:: What is required ::
Give the number of lines in the records below that contain the word "wheel". State only that number.
──────
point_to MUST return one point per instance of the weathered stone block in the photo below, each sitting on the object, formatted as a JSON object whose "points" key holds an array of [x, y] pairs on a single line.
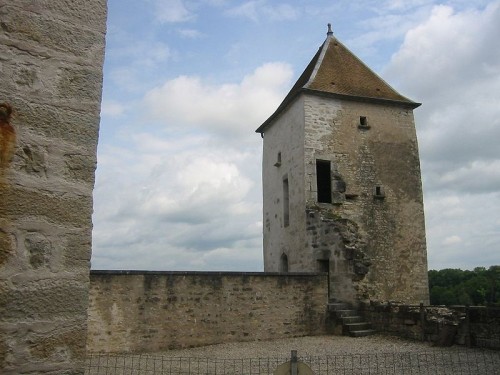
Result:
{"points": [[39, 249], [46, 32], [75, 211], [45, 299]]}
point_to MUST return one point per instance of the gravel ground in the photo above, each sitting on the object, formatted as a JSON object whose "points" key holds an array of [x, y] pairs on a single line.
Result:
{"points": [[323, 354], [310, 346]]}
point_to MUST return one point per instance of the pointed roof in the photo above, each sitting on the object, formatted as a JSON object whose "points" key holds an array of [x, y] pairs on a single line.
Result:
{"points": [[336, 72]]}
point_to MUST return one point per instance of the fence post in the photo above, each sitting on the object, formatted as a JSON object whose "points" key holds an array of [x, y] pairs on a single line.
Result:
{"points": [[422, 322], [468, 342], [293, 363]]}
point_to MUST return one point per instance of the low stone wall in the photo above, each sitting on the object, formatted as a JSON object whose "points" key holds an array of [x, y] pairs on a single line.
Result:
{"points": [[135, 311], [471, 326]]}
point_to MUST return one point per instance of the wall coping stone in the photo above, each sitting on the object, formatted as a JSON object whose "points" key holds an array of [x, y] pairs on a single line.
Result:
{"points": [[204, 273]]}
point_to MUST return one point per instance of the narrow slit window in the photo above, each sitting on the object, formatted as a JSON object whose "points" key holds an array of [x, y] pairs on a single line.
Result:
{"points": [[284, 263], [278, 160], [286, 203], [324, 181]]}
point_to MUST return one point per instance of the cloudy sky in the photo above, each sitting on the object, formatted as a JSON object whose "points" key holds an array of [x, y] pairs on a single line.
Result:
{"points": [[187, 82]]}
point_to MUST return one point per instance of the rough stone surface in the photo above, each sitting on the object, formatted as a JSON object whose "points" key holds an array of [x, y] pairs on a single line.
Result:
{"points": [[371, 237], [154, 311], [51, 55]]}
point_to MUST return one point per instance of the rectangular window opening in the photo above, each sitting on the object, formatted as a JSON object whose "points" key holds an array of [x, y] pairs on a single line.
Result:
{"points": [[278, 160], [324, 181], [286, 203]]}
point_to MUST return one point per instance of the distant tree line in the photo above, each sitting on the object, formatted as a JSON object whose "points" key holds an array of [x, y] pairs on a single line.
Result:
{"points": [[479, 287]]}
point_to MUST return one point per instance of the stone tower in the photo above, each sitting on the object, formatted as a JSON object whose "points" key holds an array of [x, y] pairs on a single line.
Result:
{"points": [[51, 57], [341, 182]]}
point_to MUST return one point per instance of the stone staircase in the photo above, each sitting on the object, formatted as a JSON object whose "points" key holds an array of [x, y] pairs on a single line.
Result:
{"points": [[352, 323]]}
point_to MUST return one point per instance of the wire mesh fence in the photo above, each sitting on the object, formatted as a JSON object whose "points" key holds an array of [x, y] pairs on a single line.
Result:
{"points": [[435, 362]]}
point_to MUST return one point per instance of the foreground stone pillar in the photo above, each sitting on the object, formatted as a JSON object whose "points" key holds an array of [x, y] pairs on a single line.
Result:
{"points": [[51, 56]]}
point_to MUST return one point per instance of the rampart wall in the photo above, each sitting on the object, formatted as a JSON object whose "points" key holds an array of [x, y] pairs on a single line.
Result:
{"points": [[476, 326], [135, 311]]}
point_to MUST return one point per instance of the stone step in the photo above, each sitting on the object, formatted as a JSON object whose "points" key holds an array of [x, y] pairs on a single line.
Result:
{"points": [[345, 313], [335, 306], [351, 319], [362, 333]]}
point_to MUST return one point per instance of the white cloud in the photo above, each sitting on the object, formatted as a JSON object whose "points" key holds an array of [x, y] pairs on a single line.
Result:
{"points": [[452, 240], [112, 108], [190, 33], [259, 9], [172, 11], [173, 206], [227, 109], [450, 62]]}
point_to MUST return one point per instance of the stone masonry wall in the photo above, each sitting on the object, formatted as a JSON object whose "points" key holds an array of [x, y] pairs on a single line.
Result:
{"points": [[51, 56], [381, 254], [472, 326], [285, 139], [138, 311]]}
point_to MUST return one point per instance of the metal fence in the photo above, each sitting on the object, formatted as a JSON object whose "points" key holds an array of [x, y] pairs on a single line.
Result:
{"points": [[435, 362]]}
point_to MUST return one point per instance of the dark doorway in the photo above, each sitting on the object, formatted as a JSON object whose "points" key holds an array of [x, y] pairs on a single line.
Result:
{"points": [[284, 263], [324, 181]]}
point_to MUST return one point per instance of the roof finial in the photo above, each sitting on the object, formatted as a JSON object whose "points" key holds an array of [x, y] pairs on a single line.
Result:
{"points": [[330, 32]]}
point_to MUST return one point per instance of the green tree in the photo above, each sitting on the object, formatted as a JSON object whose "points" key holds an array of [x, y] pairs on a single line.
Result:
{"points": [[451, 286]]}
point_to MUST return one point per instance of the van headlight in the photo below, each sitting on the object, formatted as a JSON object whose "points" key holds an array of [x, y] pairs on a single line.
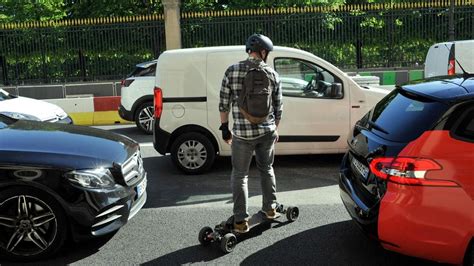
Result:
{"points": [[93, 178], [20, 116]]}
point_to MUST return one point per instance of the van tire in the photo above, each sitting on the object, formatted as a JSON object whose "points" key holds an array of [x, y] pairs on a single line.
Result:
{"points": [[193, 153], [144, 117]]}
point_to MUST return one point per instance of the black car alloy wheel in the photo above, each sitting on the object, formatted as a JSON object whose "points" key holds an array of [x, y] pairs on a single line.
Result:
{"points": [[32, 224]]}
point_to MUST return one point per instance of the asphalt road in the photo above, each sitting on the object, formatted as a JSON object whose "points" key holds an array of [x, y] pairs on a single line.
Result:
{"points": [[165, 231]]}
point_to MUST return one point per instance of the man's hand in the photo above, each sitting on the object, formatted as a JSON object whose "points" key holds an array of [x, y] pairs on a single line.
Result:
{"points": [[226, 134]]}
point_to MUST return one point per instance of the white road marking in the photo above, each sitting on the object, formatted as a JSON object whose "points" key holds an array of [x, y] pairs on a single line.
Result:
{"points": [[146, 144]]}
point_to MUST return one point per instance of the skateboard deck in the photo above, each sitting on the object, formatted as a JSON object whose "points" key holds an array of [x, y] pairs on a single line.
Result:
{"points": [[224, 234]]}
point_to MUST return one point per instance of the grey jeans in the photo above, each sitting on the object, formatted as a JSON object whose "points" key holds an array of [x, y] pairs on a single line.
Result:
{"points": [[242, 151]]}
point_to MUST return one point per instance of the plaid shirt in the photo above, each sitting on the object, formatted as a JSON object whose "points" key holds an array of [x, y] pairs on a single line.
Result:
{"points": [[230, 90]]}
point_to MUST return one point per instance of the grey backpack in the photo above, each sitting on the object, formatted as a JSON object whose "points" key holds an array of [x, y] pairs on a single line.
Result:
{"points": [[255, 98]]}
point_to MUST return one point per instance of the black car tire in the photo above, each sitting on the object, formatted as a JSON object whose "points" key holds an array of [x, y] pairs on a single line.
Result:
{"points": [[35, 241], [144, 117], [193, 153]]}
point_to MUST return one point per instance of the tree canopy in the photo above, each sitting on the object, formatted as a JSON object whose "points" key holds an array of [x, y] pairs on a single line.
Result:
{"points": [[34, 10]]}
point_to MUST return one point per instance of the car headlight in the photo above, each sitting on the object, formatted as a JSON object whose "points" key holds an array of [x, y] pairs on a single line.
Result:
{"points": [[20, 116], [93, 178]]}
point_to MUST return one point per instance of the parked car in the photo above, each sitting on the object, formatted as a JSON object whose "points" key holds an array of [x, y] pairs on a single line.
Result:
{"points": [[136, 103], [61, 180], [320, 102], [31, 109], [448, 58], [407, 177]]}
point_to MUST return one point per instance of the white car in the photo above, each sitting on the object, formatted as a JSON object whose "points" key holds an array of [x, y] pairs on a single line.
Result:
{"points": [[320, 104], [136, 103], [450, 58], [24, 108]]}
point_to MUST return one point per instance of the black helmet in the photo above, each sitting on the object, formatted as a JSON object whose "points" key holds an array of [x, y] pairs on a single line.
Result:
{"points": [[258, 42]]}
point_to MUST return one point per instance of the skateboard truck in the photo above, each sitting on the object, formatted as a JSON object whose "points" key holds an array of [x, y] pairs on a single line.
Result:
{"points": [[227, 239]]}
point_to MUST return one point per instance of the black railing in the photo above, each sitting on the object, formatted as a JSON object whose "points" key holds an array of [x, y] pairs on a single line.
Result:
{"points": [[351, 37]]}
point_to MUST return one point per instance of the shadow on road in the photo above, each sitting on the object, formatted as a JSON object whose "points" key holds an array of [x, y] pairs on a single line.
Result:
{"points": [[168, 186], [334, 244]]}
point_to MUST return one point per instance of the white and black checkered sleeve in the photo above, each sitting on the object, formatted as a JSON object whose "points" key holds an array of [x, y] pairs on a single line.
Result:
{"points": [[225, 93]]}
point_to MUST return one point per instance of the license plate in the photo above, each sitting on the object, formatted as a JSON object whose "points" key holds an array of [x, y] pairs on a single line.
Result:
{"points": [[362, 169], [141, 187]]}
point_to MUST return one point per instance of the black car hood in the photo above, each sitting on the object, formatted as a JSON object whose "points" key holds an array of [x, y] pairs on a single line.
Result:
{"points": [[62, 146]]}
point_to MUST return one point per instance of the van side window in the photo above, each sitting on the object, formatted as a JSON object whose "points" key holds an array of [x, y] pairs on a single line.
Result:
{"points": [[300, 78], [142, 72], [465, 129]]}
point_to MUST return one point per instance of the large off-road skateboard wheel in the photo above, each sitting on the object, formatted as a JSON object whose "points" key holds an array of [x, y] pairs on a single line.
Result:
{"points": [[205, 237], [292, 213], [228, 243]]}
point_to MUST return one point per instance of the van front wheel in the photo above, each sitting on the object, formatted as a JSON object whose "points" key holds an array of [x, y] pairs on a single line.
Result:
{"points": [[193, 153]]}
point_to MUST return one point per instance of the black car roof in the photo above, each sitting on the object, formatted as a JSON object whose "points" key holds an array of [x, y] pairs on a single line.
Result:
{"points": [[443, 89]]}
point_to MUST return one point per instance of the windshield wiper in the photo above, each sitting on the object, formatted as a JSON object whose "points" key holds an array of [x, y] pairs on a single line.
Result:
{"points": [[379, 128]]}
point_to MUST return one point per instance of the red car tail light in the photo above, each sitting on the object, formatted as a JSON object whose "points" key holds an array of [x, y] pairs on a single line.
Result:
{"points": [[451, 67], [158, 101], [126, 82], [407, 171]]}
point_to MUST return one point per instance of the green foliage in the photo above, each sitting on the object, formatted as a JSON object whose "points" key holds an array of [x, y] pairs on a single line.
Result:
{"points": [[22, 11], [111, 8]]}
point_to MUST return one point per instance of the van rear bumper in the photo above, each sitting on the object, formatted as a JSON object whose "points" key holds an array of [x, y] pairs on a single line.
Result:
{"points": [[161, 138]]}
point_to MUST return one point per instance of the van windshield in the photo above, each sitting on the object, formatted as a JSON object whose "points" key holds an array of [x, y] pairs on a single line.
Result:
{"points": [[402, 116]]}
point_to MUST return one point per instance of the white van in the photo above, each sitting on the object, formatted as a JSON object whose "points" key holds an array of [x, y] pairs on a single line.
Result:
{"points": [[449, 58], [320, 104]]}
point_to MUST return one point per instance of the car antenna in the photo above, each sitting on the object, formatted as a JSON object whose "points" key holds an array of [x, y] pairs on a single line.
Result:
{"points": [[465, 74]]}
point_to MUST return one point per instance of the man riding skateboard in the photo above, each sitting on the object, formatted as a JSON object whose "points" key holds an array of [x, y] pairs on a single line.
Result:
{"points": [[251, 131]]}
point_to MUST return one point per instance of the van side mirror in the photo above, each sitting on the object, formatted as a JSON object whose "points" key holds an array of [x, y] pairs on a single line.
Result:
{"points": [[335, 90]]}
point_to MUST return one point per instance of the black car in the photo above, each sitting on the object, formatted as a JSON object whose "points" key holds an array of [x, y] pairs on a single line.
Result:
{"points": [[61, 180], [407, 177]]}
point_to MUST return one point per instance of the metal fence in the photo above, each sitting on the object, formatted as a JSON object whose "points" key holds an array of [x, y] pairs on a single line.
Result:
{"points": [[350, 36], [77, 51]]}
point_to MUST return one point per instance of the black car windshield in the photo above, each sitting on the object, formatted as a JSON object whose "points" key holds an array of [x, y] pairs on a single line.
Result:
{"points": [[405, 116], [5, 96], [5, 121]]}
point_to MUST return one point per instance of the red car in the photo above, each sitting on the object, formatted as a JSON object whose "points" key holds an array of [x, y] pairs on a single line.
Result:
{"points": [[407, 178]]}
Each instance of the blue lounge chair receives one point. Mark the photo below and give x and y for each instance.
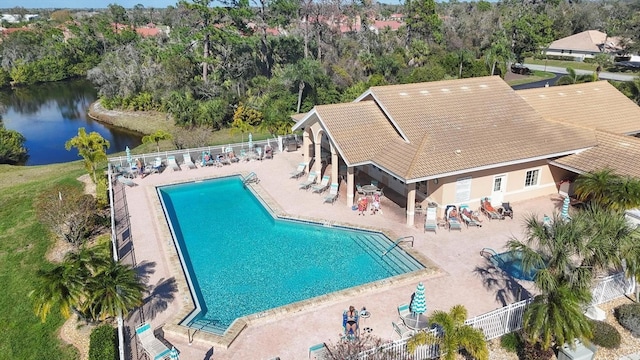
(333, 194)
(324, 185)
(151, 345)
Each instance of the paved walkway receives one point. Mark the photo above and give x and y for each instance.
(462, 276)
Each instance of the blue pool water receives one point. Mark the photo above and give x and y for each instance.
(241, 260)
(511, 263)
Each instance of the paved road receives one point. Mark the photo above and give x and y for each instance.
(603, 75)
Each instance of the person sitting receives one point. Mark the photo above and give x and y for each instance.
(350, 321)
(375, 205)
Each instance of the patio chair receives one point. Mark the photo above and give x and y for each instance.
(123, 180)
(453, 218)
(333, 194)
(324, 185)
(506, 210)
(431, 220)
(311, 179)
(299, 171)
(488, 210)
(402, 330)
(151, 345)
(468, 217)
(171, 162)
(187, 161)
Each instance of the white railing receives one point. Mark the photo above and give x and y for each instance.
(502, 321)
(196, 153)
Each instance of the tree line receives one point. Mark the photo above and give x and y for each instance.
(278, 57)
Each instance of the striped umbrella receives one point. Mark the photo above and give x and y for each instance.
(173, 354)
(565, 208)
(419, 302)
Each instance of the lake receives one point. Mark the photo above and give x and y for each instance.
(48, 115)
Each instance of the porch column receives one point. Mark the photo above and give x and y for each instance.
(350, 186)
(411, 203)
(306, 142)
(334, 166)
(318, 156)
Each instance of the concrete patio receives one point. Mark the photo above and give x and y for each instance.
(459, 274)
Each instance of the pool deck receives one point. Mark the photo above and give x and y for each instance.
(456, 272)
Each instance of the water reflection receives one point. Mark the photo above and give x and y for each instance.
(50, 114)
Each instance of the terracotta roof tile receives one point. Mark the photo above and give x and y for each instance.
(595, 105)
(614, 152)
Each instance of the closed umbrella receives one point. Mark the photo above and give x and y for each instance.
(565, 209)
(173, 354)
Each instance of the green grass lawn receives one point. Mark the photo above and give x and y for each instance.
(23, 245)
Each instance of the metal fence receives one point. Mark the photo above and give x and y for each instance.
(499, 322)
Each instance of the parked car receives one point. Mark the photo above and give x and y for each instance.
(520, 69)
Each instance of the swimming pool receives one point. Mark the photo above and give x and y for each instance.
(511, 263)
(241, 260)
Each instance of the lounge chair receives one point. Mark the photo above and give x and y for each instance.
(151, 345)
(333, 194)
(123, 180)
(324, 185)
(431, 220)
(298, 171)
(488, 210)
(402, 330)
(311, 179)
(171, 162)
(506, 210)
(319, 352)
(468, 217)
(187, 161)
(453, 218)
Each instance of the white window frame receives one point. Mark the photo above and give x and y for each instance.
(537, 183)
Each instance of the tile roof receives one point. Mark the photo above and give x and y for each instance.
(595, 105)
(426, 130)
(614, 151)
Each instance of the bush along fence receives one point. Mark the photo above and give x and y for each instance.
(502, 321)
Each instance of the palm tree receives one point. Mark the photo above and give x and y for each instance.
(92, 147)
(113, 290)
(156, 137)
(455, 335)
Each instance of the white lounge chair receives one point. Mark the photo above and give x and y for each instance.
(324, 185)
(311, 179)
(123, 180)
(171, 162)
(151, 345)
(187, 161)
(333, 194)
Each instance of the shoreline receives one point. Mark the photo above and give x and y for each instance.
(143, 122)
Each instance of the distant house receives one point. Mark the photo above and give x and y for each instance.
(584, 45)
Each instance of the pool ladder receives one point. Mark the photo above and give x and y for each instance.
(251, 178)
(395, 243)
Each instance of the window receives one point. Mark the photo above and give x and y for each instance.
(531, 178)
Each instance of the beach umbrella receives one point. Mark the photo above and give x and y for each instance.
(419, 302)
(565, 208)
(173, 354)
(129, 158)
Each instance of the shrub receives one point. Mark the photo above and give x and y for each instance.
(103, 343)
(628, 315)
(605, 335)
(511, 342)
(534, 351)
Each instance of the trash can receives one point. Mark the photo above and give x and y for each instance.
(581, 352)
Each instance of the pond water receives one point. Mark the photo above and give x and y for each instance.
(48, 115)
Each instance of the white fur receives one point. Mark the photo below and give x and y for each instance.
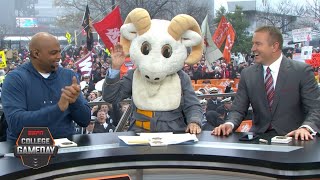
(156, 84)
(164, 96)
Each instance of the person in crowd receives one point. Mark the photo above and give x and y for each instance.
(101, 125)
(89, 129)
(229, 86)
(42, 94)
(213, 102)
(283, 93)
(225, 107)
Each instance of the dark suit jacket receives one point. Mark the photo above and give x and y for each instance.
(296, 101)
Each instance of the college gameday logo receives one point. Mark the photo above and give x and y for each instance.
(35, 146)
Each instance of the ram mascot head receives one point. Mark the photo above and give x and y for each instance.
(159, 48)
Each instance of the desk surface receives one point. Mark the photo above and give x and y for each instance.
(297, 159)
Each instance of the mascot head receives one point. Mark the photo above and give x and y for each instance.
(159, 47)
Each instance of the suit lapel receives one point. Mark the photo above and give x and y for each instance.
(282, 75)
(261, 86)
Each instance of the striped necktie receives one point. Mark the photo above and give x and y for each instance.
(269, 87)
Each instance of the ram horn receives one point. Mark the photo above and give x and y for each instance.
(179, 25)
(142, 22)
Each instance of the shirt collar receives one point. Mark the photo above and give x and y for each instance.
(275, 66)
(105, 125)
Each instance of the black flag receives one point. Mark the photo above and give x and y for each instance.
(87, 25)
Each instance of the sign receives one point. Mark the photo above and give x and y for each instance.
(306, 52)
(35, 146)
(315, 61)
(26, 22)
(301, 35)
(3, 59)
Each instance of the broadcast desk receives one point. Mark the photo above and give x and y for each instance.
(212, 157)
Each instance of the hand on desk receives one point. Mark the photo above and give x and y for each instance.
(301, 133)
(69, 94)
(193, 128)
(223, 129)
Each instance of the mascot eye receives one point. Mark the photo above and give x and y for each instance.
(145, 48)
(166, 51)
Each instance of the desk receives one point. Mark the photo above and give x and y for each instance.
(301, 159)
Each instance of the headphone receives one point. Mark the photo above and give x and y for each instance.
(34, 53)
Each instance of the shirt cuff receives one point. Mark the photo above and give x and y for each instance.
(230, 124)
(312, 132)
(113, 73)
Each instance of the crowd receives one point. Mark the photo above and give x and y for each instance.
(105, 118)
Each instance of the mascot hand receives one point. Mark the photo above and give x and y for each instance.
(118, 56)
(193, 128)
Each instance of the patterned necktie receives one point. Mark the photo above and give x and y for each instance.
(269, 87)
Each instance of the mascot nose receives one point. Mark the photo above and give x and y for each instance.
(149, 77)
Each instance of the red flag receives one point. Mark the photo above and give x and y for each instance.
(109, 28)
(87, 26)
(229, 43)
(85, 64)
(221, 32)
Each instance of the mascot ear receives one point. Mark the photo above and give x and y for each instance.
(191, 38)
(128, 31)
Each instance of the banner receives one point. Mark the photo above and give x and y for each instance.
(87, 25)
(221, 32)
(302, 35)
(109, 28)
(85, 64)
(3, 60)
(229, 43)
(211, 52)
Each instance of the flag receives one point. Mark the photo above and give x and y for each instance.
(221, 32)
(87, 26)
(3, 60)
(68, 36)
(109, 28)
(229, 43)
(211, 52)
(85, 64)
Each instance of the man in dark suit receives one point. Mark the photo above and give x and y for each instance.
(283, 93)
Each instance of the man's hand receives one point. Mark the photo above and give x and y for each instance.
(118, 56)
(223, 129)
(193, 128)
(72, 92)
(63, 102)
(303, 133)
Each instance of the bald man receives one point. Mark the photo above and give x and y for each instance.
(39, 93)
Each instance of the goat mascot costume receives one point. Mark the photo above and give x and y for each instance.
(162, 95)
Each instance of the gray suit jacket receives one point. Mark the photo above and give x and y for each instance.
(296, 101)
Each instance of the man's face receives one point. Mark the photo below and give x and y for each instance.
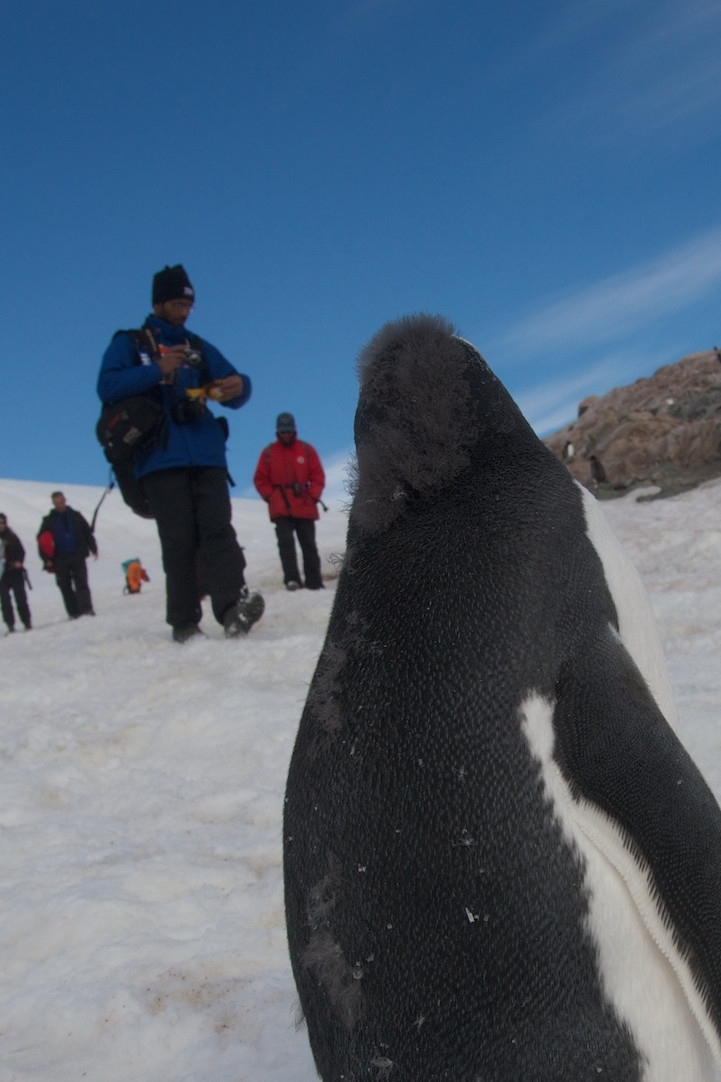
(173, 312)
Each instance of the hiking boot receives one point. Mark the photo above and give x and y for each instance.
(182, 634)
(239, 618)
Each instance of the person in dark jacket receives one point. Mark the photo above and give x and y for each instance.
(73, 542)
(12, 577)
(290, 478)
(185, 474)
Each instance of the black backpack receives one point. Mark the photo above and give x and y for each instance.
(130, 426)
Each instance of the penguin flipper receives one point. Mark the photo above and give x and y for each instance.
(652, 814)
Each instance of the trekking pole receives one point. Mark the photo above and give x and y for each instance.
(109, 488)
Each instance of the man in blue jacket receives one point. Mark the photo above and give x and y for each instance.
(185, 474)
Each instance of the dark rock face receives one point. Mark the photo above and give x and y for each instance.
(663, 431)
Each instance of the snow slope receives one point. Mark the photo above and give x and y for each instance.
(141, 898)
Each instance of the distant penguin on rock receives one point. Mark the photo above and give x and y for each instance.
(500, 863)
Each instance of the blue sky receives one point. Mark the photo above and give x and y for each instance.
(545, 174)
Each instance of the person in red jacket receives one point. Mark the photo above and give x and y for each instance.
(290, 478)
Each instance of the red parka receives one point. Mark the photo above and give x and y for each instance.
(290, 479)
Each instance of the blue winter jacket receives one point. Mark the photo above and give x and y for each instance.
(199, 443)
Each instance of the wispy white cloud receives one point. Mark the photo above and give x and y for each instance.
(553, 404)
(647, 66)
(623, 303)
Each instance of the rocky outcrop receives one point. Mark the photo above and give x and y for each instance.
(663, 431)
──────
:: Task solution ::
3